> [Selected passage]
Last edited: February 14, 2005


Gay Persecution Seen Rising Around the World

Reuters, July 5, 2004

By Kate Kelland

LONDON—Gay Pride marches are mainstream in some countries and gay politicians, actors and pop stars are out and proud—but homophobia is growing across the world with increasing numbers of countries making it punishable by death.

A new book published by human rights group Amnesty International says despite widespread acceptance of gays and lesbians in some countries, violent persecution of homosexuals is on the rise and has reached “epidemic” levels in others.

“Lesbian and gay people who form or join organisations, be they political or social, are being violently persecuted in many parts of the world where before they might have been unnoticed,” writes the book’s British author Vanessa Baird.

She singles out Uganda, Zimbabwe, Jamaica, El Salvador and Latin America in particular, where she says “the targeting and killing of transgender people has become an epidemic on streets.”

The book, “Sex, Love and Homophobia,” offers an overview of the experiences of gay, lesbian and transgender people around the world and gives a snapshot of their status in various societies today.

One British gay man interviewed describes how he was subjected to “aversion therapy” as a teenager in the 1960s because his mother could not accept her son was gay.

“I was locked up alone in a mental institution for 72 hours with supposedly gay pornography and given drugs to make me vomit and become incontinent,” he said. “They said the next part of the treatment was to apply electrodes to my genitals. After three days I begged to be let out.”

In the United States, Baird notes an increasing polarisation of attitudes. “While San Francisco boasts the largest openly gay community of any city in the world, anti-homosexual movements in Kansas, Ohio and Colorado advocate as a ‘Christian duty’ the rejection, and in some cases even killing, of gay people.”

“And this is not all just a small group of nutters in the mid-West,” she told Reuters. “This kind of evangelism is growing, and unfortunately a substantial part of it is homophobic and says homosexuality is a sin or a disease.”

Baird’s book also focuses on countries where homosexuality is punishable by death—Iran, Saudi Arabia, Afghanistan, Mauritania, Sudan, Pakistan, United Arab Emirates, Yemen and northern provinces of Nigeria.

Baird quotes Iran’s 1991 Islamic penal law, which states “sodomy is a crime” and “punishment is death if the participants are adults, of sound mind and consenting.”

South African Archbishop Desmond Tutu uses a foreword to the book to condemn homophobia as “every bit as unjust as that crime against humanity, apartheid.”

“I could not have fought against the discrimination of apartheid and not also fight against the discrimination homosexuals endure,” he wrote.

South Africa became the first country in the world in 1996 to include a clause in its constitution to guarantee freedom from discrimination on the grounds of sexual orientation.

> [Source data]
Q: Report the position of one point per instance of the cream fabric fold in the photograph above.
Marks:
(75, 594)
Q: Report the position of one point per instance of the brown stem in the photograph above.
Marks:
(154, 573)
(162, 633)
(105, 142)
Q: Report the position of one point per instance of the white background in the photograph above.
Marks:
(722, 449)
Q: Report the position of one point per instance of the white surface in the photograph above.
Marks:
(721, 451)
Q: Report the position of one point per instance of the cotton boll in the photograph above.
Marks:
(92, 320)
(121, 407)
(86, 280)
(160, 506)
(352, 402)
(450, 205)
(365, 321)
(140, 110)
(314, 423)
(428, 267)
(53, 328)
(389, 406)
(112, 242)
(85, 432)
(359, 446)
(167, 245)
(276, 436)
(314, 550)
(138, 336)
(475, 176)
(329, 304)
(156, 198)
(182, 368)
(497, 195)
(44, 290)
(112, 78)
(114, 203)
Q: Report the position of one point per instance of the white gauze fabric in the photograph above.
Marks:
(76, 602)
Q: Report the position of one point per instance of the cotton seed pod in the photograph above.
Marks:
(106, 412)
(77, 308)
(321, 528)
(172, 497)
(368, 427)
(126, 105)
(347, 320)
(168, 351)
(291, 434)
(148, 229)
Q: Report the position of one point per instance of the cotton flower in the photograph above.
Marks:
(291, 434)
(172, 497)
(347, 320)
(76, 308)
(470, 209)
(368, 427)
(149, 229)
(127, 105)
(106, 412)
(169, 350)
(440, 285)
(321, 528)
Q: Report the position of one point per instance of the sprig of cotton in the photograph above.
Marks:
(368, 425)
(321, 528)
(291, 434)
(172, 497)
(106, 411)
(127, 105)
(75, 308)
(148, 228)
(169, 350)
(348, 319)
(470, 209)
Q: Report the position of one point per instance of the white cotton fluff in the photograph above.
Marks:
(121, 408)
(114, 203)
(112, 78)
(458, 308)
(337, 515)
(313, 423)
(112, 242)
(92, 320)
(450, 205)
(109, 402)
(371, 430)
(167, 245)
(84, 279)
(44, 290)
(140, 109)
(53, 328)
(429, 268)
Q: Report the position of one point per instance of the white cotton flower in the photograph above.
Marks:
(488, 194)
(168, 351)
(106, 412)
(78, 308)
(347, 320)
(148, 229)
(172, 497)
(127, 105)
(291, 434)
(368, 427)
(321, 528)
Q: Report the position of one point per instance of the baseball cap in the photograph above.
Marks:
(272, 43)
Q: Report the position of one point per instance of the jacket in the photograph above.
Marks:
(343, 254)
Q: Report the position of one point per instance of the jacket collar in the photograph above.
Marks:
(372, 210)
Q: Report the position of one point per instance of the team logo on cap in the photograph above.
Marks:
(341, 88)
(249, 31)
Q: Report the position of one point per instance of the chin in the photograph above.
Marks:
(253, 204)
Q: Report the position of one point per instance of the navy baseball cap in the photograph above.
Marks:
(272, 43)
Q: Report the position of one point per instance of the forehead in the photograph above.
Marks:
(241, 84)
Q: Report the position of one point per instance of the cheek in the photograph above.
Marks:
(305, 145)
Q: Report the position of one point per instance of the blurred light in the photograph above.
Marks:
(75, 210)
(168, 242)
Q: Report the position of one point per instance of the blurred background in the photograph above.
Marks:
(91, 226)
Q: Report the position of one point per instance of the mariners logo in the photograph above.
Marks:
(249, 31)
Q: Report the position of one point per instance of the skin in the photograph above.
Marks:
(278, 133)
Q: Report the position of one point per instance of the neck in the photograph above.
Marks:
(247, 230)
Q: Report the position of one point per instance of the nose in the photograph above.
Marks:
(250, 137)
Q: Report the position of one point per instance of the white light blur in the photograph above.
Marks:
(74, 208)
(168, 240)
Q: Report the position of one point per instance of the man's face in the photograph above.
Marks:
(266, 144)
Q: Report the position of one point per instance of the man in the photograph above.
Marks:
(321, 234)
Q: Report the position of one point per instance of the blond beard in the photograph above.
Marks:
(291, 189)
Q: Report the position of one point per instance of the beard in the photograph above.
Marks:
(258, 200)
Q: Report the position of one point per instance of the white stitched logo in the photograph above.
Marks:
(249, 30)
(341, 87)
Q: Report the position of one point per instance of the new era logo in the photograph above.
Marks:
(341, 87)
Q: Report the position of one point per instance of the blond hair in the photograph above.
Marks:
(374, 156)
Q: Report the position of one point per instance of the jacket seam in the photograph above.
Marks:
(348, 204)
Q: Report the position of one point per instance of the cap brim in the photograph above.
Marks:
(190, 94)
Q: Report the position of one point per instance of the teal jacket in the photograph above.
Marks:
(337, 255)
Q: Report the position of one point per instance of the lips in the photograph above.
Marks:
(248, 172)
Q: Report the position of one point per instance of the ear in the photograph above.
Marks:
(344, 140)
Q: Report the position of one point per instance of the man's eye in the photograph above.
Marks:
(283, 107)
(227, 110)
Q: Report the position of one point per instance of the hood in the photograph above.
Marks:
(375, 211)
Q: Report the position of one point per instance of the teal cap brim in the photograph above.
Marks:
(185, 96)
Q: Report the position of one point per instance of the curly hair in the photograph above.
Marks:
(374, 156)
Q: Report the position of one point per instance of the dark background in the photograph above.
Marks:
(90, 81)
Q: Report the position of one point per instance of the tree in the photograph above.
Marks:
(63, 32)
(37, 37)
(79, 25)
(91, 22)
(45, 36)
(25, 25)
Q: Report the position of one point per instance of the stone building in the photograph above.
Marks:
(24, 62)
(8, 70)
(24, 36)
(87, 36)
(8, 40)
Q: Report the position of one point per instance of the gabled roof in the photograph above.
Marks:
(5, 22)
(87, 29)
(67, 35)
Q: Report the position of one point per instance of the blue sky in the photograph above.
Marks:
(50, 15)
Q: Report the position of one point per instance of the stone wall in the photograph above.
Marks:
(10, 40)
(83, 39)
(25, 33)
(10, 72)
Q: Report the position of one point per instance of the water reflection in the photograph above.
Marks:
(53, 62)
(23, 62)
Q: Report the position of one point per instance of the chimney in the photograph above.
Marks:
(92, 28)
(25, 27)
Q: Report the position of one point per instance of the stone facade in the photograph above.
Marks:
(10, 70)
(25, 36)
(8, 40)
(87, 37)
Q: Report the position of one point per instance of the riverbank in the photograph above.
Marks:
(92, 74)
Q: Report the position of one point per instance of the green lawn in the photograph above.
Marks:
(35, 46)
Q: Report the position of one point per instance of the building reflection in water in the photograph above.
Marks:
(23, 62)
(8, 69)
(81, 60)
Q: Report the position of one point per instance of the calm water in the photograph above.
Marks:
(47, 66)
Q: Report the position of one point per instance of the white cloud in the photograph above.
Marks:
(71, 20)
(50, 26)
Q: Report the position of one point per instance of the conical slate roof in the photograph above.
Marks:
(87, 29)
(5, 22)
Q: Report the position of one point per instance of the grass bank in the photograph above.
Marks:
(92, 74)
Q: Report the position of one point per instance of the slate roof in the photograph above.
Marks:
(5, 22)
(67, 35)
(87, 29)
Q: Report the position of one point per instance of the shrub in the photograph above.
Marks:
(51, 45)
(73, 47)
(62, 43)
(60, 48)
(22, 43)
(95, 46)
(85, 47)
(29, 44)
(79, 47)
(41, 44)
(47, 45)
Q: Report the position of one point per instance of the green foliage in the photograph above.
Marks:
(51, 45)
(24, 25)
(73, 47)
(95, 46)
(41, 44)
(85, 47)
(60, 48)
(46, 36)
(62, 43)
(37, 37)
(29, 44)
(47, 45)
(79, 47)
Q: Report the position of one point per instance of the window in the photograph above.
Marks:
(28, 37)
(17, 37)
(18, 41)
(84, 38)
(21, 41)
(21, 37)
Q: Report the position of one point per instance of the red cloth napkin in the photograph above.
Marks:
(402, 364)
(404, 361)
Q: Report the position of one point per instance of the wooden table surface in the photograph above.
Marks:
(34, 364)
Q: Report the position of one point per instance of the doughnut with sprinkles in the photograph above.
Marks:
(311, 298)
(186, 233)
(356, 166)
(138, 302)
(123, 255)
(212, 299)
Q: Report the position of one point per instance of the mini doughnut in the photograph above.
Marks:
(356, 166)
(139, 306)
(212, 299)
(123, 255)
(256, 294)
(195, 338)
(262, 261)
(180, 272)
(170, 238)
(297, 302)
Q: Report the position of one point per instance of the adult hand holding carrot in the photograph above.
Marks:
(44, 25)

> [Tasks for this exercise]
[A] According to the article on gay persecution, which country first included a clause in its constitution guaranteeing freedom from discrimination on the grounds of sexual orientation, and in what year?
[B] Reproduce the part of the article on gay persecution starting at "A new book published" and ending at "author Vanessa Baird.".
These lines have no connection to the article on gay persecution.

> [Responses by task]
[A] South Africa, in 1996.

[B]
A new book published by human rights group Amnesty International says despite widespread acceptance of gays and lesbians in some countries, violent persecution of homosexuals is on the rise and has reached “epidemic” levels in others.

“Lesbian and gay people who form or join organisations, be they political or social, are being violently persecuted in many parts of the world where before they might have been unnoticed,” writes the book’s British author Vanessa Baird.